What you should do
Pull out every line of the records that contains the string "railing", and treat uppercase and lowercase as different.

Part of a data file
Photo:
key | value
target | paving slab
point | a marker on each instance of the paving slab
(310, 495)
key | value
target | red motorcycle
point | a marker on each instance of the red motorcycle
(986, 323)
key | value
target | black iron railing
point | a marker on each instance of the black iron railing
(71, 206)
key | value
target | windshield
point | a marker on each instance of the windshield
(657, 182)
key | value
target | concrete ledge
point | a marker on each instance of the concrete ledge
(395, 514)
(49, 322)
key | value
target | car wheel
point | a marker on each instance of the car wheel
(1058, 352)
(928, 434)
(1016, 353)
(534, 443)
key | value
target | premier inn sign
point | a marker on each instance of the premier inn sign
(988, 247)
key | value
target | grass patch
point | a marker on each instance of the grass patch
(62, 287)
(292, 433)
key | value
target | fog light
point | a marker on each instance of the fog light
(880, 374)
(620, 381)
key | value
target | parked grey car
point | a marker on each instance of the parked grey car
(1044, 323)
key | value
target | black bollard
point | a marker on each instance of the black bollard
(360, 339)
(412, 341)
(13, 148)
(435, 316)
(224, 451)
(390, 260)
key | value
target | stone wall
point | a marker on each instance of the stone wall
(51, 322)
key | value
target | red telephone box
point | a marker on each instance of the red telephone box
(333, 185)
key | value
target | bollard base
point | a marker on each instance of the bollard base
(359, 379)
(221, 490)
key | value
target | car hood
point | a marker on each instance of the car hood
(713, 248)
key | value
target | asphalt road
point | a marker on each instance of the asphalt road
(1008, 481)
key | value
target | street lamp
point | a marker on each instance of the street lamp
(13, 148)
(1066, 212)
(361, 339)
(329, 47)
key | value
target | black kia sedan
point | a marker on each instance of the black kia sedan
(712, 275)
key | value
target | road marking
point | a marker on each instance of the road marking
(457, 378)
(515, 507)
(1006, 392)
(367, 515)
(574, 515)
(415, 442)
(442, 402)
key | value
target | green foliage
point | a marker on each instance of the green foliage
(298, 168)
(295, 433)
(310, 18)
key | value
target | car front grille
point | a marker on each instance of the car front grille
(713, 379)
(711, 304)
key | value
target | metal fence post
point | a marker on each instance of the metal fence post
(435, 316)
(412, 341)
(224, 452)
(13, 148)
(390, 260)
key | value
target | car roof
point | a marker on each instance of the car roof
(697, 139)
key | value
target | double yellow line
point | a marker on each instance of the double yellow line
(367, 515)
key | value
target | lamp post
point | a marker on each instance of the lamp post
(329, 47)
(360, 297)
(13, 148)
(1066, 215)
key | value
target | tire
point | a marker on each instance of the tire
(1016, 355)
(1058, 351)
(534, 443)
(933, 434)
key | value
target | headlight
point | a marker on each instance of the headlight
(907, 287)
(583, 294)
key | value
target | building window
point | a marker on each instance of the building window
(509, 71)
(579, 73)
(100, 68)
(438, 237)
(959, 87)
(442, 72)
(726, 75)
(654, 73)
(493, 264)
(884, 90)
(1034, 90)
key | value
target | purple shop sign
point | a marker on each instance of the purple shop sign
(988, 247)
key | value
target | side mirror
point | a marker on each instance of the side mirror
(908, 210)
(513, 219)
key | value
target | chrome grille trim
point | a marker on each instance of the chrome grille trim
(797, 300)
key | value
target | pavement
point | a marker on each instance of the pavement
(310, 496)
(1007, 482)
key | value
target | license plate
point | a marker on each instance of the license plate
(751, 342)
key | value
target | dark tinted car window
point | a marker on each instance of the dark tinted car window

Problem solution
target | black iron railing
point | a marker on each instance of the black iron railing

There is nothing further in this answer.